[Source records]
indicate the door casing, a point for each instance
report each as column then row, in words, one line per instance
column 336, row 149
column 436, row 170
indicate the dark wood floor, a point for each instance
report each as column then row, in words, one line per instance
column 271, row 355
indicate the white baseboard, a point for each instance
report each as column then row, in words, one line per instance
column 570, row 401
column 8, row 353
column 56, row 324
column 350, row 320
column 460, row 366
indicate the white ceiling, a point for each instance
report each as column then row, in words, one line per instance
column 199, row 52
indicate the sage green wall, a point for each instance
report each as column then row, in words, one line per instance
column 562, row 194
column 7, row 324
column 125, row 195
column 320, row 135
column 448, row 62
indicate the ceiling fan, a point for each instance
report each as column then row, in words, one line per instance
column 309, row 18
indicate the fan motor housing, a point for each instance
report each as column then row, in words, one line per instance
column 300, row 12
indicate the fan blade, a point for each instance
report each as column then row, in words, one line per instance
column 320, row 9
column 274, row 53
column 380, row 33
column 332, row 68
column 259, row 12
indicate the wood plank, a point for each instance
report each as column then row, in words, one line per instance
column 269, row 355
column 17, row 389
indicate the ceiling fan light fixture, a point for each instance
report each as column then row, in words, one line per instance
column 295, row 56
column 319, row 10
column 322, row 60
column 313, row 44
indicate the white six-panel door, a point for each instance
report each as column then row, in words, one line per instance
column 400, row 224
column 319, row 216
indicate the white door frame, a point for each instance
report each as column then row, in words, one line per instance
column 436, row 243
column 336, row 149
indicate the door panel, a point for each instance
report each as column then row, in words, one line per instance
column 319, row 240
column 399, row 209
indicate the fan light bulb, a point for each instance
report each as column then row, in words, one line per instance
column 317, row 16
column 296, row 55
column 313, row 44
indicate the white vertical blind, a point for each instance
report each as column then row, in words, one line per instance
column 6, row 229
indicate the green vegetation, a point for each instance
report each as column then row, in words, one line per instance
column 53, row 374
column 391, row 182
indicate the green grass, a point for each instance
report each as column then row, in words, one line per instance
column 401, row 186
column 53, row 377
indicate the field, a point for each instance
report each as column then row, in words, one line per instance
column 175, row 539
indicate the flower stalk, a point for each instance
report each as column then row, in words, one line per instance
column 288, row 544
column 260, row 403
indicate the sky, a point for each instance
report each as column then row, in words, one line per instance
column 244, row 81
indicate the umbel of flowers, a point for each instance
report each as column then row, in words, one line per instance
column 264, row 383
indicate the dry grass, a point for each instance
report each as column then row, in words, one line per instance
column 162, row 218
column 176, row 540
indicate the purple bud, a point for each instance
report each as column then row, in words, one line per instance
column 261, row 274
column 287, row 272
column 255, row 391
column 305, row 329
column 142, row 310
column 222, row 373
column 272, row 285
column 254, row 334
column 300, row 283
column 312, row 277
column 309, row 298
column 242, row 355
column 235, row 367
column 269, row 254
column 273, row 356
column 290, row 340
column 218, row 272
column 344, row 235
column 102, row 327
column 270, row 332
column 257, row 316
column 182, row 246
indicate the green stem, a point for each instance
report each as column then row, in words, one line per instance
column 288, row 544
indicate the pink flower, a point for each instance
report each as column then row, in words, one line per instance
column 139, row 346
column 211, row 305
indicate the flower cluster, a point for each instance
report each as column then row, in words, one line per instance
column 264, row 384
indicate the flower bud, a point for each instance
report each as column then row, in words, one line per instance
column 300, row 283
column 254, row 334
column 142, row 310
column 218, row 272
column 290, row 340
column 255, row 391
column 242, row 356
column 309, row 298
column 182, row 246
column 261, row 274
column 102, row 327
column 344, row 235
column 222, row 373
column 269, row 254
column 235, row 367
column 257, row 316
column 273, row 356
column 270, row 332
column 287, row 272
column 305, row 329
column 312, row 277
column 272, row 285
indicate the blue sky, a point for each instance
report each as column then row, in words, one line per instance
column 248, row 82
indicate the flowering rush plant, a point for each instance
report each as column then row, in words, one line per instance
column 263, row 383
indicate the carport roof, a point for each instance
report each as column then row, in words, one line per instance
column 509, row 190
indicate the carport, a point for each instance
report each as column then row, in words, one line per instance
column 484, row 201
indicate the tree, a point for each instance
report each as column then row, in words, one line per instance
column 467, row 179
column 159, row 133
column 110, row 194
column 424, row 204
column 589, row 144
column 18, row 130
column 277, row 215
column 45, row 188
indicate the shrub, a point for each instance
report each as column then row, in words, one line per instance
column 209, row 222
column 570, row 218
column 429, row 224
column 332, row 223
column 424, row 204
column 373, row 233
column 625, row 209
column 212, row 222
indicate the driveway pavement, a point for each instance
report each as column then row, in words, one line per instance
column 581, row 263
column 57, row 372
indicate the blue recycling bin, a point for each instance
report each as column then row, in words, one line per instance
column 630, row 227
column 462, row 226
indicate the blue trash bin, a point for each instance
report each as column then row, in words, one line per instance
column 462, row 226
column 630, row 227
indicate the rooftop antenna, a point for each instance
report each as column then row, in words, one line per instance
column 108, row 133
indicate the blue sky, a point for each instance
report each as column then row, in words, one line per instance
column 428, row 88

**Task directions:** Rewrite the lines from the one containing "indicate the white ceiling, a" through the one containing "column 17, row 389", inclusive, replacing "wood plank" with "floorboard" and leaving everything else unchanged. Give only those lines.

**Full solution:**
indicate the white ceiling, a point for each instance
report each as column then row, in words, one line per instance
column 199, row 52
indicate the sage green wall, a point for each instance
report each as column then row, in words, one line per instance
column 562, row 194
column 7, row 324
column 125, row 195
column 320, row 135
column 448, row 62
indicate the ceiling fan, a point for each instance
report each as column then row, in words, one line per instance
column 309, row 18
indicate the fan motor housing, a point for each instance
report each as column then row, in words, one line per instance
column 300, row 12
indicate the fan blade, a point for each instance
report each as column then row, in words, one line per instance
column 320, row 9
column 274, row 53
column 380, row 33
column 332, row 68
column 259, row 12
indicate the floorboard, a point for each instance
report each as column then row, in words, one line per instance
column 269, row 355
column 17, row 389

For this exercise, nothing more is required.